Undeformed parts of the Early Cretaceous magmatic arc occur locally west of the western Idaho shear zone near McCall, Idaho, USA, in the Hazard Creek complex. The westernmost Hazard Creek complex (118 ± 5 Ma in age, as determined by U-Pb on zircon data; Manduca and Silver, 1993) is composed of variably deformed tonalites, trondhjemites, granodiorite, and granites that commonly contain magmatic epidote (Taubeneck, 1971; Manduca and Silver, 1993), which is indicative of emplacement pressures of ≥7 kbar (Zen and Hammarstrom, 1984). More recent studies indicate a variety of Early Cretaceous and Late Jurassic ages in this unit (Patzke, 2017). Other isolated Early Cretaceous (e.g., Gaschnig et al., 2017) plutons occur to the west in the Blue Mountain terranes. Other parts of the Early–middle Cretaceous magmatic arc were deformed within the western Idaho shear zone. The Little Goose Creek complex—located east and inboard of the Hazard Creek complex—contains tonalites, granodiorite, and granites (110 ± 5 Ma, 105.2 ± 1.5 Ma, as determined by U-Pb on zircon dating; Manduca et al., 1992; Giorgis et al., 2008) and is completely deformed by the western Idaho shear zone.
The Sr 0.706 line was located within the Cretaceous magmatic arc in Idaho, similar to the Sierra Nevada batholith. In Idaho, however, western Idaho shear zone deformation obscures our interpretation of the magmatic history. The western Idaho shear zone currently contains the Sr 0.706 line, which is oriented approximately north–south near McCall, Idaho, and has a very steep gradient of Sr and O values (Armstrong et al., 1977; Fleck and Criss, 1985; Manduca et al., 1992; King et al., 2007). The position of the abrupt juxtaposition is consistent with a rapid transition of wall rocks derived from the accreted island arc terranes versus those derived from the North American craton, which occur within an ~10-km-thick zone. The steep isotopic gradient and sharp juxtaposition of wall rocks are caused by the western Idaho shear zone (Giorgis et al., 2005).
Deformation in the Idaho Batholith at 100–85 Ma: Western Idaho Shear Zone
The dextral, pure shear-dominated transpressional structures have been very well characterized (Giorgis and Tikoff, 2004; Giorgis et al., 2008, 2017; Michels et al., 2015; Braudy et al., 2017). Foliations dip steeply (60°–70°) eastward, and lineations are down dip. The Cretaceous fabrics restore to subvertical orientations when the tilt of overlying Miocene basalt flows is removed (Tikoff et al., 2001). Near McCall, the fabric strikes N–S. Dextral shear indicators are found on subhorizontal planes, perpendicular to the stretching lineation. Shear sense in the western Idaho shear zone is characterized by a vertical vorticity vector (the axis about which rotational strain occurred) nearly parallel to the vertical field lineation, which is consistent with transpressional kinematics (Giorgis et al., 2017). Populations of rigidly rotated feldspar porphyroclasts also reveal a subvertical vorticity vector (Giorgis and Tikoff, 2004). A vertical vorticity vector was also inferred from quartzites in wall-rock screens using the crystallographic vorticity axis (CVA) method (Michels et al., 2015). Field fabrics, including boudinaged and folded dikes, indicate a right-lateral wrench component of deformation (e.g., Braudy et al., 2017).

= Task list =
• A. According to the geology text, what age does U-Pb zircon data give for the westernmost Hazard Creek complex?
• B. Update the point placement records by replacing "orange beak" with "red beak" wherever it occurs, with all else unchanged. Leave the pictures out of your answer.
These records are unrelated to the geology text.

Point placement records

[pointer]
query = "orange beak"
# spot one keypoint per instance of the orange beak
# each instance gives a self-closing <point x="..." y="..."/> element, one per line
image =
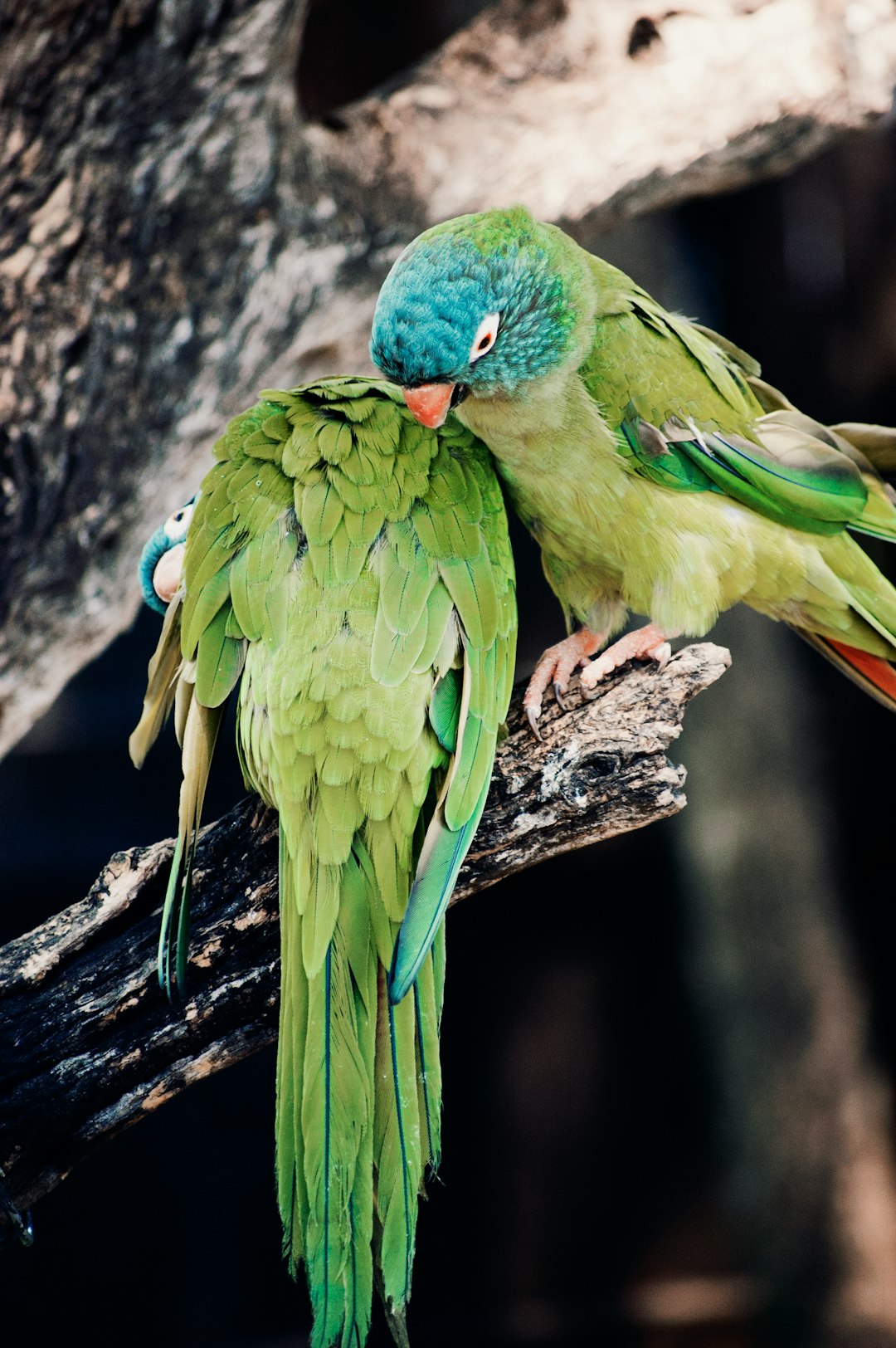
<point x="166" y="576"/>
<point x="429" y="403"/>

= Answers in order =
• A. 118 ± 5 Ma

• B.
[pointer]
query = "red beak"
# spot one keypoint per instance of the red beak
# each instance gives a self-closing <point x="..." y="..."/> element, one per line
image =
<point x="166" y="576"/>
<point x="429" y="403"/>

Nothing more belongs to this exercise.